▶ [SOURCE MATERIAL]
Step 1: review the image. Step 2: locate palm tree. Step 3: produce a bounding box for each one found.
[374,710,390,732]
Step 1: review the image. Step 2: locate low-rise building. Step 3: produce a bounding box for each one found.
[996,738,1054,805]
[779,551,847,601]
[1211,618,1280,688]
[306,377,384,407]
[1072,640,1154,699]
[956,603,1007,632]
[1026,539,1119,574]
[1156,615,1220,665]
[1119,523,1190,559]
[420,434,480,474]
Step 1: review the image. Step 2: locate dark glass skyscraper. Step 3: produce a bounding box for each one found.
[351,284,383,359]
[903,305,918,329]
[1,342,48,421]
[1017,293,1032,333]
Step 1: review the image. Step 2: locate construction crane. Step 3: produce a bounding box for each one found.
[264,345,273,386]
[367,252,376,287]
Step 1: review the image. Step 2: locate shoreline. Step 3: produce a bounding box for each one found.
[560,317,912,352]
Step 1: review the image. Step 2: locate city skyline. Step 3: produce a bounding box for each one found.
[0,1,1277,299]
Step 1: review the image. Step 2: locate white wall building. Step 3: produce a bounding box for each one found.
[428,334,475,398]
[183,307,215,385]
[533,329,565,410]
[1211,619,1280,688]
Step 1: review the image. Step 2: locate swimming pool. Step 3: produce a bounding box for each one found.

▶ [TASK TO CARRY OUT]
Reproduce the material exactly, and keep every line as it is.

▶ [ANSWER FOR THIS EXERCISE]
Step 1: review the image. Step 2: locate palm tree. Step 3: produce a bounding box for each one found.
[374,710,390,732]
Step 1: review the image. Step 2: locate low-rise building. Step 3: produce a bounding box for each one found.
[996,738,1054,805]
[779,551,847,601]
[1211,618,1280,688]
[306,377,384,407]
[1072,640,1154,699]
[956,603,1007,632]
[1026,539,1119,574]
[1156,615,1220,665]
[1119,523,1190,559]
[420,434,480,474]
Step 1: review the image. Step 2: locate dark glass skyscraper. Step 3: produce a bounding box for each one found.
[351,284,383,359]
[903,305,918,329]
[1,342,48,421]
[1017,293,1032,333]
Step 1: review the image. Step 2: locate construction crane. Step 3: produce a bounding box for each one found.
[264,345,273,386]
[367,252,376,287]
Step 1: review the image. Step 2: locate shoreline. Step 3: produce a bounding box for each one found.
[560,317,912,352]
Step 1: review the image. Step 2: locate city skyline. Step 3: produce a bounding box for each one found.
[0,1,1277,299]
Step 1: review the image. Step 2: locate white wall building. Step 3: produce a bounding box for each one found.
[428,334,475,398]
[183,307,215,385]
[533,329,565,410]
[1211,619,1280,688]
Step 1: review the image. Step 2: locate swimming pool. Step 3: produce a bounding box for each one found.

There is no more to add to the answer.